WRITTEN INSTRUCTION - Locate each line in the records below that contains the string "region" and copy it. The match must respect case.

SUPPLIED MATERIAL -

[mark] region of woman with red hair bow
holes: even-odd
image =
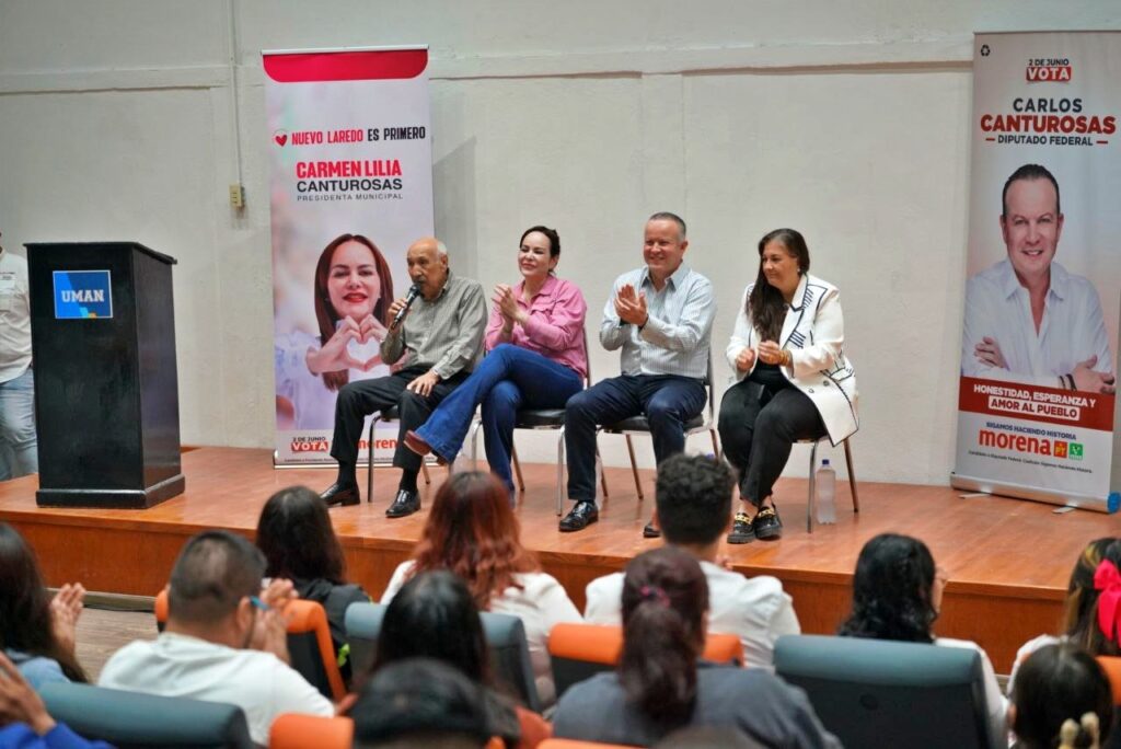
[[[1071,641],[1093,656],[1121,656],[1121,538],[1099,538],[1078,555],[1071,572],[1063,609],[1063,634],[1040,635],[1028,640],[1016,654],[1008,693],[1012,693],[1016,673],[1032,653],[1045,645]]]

--

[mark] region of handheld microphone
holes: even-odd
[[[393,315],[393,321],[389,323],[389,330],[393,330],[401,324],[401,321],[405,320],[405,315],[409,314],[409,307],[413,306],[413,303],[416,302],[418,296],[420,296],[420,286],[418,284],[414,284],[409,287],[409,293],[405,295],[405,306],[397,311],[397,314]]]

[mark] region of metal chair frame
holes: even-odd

ANSWER IN FULL -
[mark] region of woman with red hair bow
[mark] region of handheld microphone
[mark] region of metal chair frame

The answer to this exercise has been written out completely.